*RECORDS SHOWN:*
--------------------------------------------------
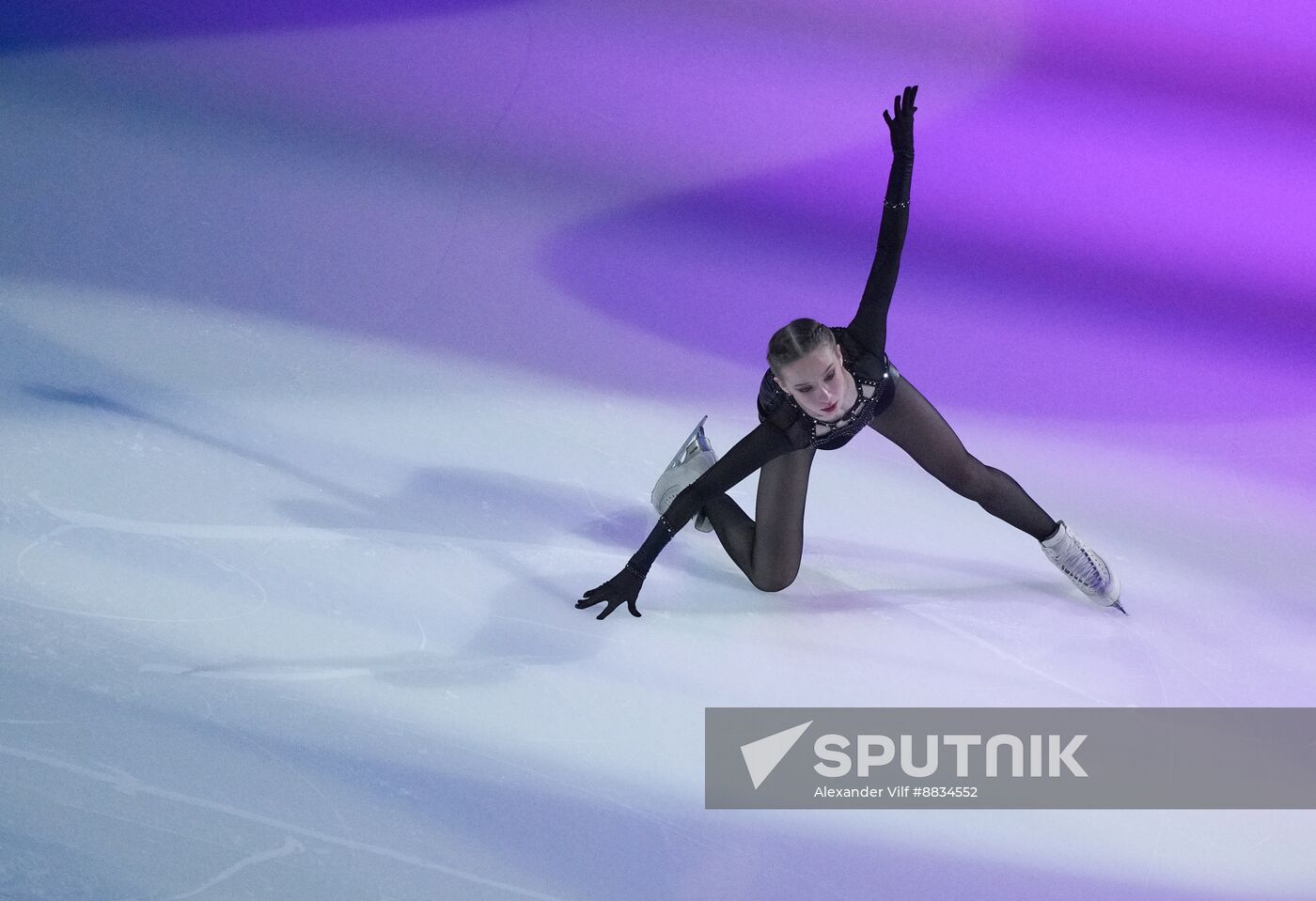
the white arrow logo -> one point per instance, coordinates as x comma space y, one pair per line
--------------------------------------------------
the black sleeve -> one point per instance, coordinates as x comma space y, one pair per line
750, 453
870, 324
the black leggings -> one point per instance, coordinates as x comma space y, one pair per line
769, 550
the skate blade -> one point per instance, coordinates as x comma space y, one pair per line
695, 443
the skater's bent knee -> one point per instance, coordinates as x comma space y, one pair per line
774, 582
--------------------------------------------------
Report every line of the items above that contains the word "black", copying each such line in full.

the black sleeve -> one point per instance, coordinates as x comma space y, one pair per line
the black leggings -> one point per instance, coordinates as x comma space y, one pair per line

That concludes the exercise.